When the line containing "Drop a marker on every instance of the train" is reached, begin transcribing. Continue exactly through the final line of the listing, and return nothing else.

BEGIN DATASET EXCERPTS

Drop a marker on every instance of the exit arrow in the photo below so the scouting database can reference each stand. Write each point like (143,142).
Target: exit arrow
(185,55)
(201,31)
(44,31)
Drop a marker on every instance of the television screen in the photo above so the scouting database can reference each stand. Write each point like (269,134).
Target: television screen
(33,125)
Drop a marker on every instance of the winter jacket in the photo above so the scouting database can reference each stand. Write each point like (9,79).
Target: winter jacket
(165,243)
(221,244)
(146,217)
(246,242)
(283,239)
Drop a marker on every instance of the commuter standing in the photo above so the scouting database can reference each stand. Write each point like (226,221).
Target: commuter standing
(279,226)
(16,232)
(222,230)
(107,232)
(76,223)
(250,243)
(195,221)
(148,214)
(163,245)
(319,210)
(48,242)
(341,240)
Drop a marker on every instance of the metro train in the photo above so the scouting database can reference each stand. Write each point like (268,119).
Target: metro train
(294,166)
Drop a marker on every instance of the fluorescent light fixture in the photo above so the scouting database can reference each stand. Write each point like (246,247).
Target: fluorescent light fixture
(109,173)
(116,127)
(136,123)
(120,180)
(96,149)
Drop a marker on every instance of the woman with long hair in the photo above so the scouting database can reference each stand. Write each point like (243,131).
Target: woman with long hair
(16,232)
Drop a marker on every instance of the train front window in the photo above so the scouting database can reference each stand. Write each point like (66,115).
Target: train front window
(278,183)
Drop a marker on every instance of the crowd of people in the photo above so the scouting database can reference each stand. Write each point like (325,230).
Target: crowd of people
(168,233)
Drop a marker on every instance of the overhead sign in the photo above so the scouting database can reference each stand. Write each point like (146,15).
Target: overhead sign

END DATASET EXCERPTS

▸ SOLUTION FOR THIS PROBLEM
Drop a marker on every instance of the train front window in the photo above so the scouting database can reference each stand. Write each point like (66,115).
Target: train front window
(278,183)
Drop a marker on every instance of the crowd of people in the photo above so the scouting database can reference each stand. Write each point like (325,230).
Target: crowd of people
(168,233)
Drop a marker on every instance of the overhead sign in the photo above so the scouting database can reference each stand. Write each point like (146,15).
Target: overhead sign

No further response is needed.